## Required action
Copy the records below exactly, leaving out every picture.

## Records shown
┏━━

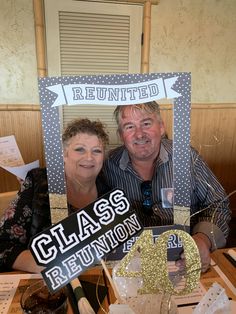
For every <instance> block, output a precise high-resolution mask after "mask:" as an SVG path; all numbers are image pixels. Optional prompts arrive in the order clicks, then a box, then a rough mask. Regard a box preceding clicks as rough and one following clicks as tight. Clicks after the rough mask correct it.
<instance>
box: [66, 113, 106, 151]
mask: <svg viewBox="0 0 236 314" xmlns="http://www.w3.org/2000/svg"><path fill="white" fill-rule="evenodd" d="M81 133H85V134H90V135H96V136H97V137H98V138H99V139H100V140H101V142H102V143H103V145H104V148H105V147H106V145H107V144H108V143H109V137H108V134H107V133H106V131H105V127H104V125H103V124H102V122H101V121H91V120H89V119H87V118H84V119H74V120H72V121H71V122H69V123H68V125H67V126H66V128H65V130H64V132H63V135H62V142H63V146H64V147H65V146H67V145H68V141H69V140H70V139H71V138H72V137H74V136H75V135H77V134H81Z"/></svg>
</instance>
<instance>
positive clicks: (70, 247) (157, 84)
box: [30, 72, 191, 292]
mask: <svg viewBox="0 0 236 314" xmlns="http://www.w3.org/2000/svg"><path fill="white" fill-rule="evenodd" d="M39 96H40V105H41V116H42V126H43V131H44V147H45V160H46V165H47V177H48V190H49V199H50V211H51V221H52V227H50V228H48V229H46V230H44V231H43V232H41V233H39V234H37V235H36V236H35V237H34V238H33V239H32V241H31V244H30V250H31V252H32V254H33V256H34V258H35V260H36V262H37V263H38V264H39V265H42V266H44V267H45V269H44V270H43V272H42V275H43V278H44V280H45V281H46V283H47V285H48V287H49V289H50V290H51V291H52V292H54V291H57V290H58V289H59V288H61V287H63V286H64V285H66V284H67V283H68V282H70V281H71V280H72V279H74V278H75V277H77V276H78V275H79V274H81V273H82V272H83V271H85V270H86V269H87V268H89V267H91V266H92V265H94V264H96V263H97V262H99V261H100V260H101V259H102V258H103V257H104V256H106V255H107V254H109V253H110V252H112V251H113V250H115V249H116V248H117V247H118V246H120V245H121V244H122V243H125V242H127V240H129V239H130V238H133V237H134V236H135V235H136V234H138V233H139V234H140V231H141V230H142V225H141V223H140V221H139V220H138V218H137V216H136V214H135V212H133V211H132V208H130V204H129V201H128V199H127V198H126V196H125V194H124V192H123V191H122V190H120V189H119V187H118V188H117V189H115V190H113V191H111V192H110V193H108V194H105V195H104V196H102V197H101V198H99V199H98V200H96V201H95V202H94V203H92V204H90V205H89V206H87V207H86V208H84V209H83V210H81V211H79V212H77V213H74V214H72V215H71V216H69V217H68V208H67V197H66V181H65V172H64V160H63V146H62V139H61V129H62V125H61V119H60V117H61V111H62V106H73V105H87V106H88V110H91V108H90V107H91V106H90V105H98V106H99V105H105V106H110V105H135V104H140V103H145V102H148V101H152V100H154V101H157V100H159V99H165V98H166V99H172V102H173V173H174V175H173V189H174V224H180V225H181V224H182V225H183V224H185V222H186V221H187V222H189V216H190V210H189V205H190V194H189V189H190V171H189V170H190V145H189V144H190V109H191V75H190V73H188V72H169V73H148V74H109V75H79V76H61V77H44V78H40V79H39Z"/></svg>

┗━━

## Result of this exercise
For every <instance> block, output a precise high-resolution mask after "mask:" as an SVG path; all numbers are image pixels. Optional prompts arrive in the order clicks, then a box, then a rough mask. Regard a box preceding clicks as rough and one following clicks as tight. Clicks after the rough mask correct it.
<instance>
box: [66, 113, 106, 151]
mask: <svg viewBox="0 0 236 314" xmlns="http://www.w3.org/2000/svg"><path fill="white" fill-rule="evenodd" d="M81 133H85V134H90V135H96V136H97V137H98V138H99V139H100V140H101V142H102V143H103V145H104V148H105V147H106V145H107V144H108V143H109V137H108V134H107V133H106V131H105V127H104V125H103V124H102V122H101V121H91V120H89V119H87V118H84V119H74V120H72V121H71V122H69V123H68V125H67V126H66V128H65V130H64V132H63V135H62V142H63V146H64V147H65V146H67V145H68V141H69V140H70V139H71V138H72V137H74V136H75V135H77V134H81Z"/></svg>
</instance>
<instance>
positive clicks: (70, 247) (157, 84)
box: [30, 72, 191, 292]
mask: <svg viewBox="0 0 236 314" xmlns="http://www.w3.org/2000/svg"><path fill="white" fill-rule="evenodd" d="M39 96H40V105H41V116H42V126H43V131H44V147H45V160H46V165H47V177H48V190H49V199H50V211H51V221H52V227H50V228H48V229H46V230H44V231H43V232H41V233H39V234H37V235H36V236H35V237H34V238H33V239H32V241H31V244H30V250H31V252H32V254H33V256H34V258H35V260H36V262H37V263H38V264H39V265H42V266H44V267H45V269H44V270H43V272H42V275H43V278H44V280H45V281H46V283H47V285H48V287H49V289H50V290H51V291H52V292H54V291H57V290H58V289H59V288H61V287H63V286H64V285H66V284H67V283H68V282H70V281H71V280H72V279H74V278H75V277H77V276H78V275H79V274H81V273H82V272H83V271H85V270H86V269H87V268H89V267H91V266H92V265H94V264H96V263H97V262H99V261H100V260H101V259H102V258H103V257H104V256H106V255H107V254H109V253H110V252H112V251H113V250H115V249H116V248H117V247H118V246H120V245H121V244H122V243H125V242H127V240H129V239H130V238H133V237H134V236H135V235H136V234H138V233H139V234H140V231H141V230H142V225H141V223H140V221H139V220H138V218H137V216H136V214H135V212H133V211H132V208H130V204H129V201H128V199H127V198H126V196H125V194H124V192H123V191H122V190H120V189H119V187H118V188H117V189H115V190H113V191H111V192H110V193H108V194H105V195H104V196H102V197H101V198H99V199H98V200H96V201H95V202H94V203H92V204H90V205H89V206H87V207H86V208H84V209H83V210H81V211H79V212H77V213H74V214H72V215H71V216H69V217H68V208H67V197H66V181H65V172H64V160H63V146H62V139H61V129H62V125H61V119H60V117H61V111H62V106H73V105H87V106H88V110H91V108H90V107H91V106H90V105H98V106H99V105H105V106H110V105H135V104H140V103H145V102H148V101H152V100H154V101H157V100H159V99H165V98H166V99H172V102H173V173H174V175H173V189H174V224H180V225H181V224H182V225H183V224H185V222H186V221H187V222H189V216H190V210H189V205H190V194H189V189H190V171H189V170H190V145H189V144H190V109H191V75H190V73H188V72H169V73H148V74H109V75H79V76H61V77H44V78H40V79H39Z"/></svg>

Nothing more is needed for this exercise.